Jobs
• A. Retype the part of the tanker spill post that begins at the words "There were no", and stop after "coast of India.".
• B. According to the tanker spill post, why had the Bright Artemis maneuvered near the Amar, and what did it do for the Amar's crew? Answer in one to three sentences.

Text passage
────────

# Japanese tanker 4500t of crude oil



## rushie (Jul 5, 2005)

From the Malaysia Star - 

_A Japanese tanker spilled about 4,500 tons (5.3 million liters, 1.4 million gallons) of crude oil in the eastern Indian Ocean near the Nicobar islands following a collision with a cargo ship, the tanker's operator announced Tuesday. 

Japan's Kyodo news service said the spill may have been the largest ever involving a Japanese tanker. 

The Bright Artemis tanker spilled the oil following a collision with the Amar, a smaller cargo ship, Mitsui O.S.K. Lines said in a statement. It said the tanker had maneuvered near the Amar, which was in distress about 500 kilometers (300 miles) west of the Nicobars. 

The exact amount of the spill was not clear, the announcement said. The tanker was carrying about 250,000 tons (294 million liters, 77.6 million gallons) of crude. It had left port in Oman, bound for Japan. 

There were no reports of injuries aboard the tanker, which had a Croatian captain and a crew of 23. A fire had broken out aboard the Amar, which was registered in Singapore, and its crew was rescued by the Bright Artemis, the announcement said. The accident occurred early Monday, local time. 

The remote Nicobar islands are located off the east coast of India. 

Mitsui said the spill had been reported to Singaporean and Indian Coast Guard officials._

Rushie


----------

────────

Material shown
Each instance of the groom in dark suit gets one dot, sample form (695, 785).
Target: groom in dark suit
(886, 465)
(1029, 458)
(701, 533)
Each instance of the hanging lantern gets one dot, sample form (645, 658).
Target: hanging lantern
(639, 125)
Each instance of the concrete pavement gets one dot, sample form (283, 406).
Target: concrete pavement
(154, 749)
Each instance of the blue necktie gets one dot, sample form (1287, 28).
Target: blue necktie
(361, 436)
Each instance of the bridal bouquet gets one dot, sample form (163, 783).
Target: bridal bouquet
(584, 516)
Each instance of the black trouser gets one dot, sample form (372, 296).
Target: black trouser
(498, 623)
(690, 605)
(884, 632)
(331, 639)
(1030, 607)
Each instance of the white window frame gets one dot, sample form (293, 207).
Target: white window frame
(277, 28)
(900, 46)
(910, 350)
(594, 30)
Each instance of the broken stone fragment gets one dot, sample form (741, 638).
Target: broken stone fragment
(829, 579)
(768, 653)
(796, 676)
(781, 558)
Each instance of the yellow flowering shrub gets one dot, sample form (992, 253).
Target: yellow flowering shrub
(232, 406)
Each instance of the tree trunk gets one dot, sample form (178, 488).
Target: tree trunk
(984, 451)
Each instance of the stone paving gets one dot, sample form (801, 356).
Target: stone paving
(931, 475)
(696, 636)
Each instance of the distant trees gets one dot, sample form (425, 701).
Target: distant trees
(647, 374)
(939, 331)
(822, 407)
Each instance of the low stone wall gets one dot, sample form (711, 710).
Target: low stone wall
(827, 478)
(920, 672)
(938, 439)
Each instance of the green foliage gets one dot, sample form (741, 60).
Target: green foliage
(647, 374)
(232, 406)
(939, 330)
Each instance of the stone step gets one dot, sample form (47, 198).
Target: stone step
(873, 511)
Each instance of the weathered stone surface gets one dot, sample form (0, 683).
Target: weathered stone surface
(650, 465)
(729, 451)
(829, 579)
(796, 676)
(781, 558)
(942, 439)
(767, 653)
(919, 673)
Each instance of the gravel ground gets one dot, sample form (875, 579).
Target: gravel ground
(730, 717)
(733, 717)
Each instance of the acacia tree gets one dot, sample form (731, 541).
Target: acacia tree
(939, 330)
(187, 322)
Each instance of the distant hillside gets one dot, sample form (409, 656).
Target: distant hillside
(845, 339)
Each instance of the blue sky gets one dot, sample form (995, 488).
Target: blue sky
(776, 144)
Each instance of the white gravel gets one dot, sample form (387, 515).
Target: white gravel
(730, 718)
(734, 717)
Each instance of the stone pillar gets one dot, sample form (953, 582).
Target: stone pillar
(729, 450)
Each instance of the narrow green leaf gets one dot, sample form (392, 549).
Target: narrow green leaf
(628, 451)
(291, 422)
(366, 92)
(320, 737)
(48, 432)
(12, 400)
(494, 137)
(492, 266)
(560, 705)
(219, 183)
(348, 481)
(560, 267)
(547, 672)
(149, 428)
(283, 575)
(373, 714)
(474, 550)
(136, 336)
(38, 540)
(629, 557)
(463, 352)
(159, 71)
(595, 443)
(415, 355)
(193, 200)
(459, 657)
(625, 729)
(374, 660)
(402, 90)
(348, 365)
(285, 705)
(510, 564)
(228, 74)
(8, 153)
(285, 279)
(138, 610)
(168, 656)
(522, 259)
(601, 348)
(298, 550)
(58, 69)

────────

Solution set
• A.
There were no reports of injuries aboard the tanker, which had a Croatian captain and a crew of 23. A fire had broken out aboard the Amar, which was registered in Singapore, and its crew was rescued by the Bright Artemis, the announcement said. The accident occurred early Monday, local time. 

The remote Nicobar islands are located off the east coast of India.

• B. The Bright Artemis maneuvered near the Amar because the smaller cargo ship was in distress about 500 kilometers (300 miles) west of the Nicobar islands. A fire had broken out aboard the Amar, and the Bright Artemis rescued its crew.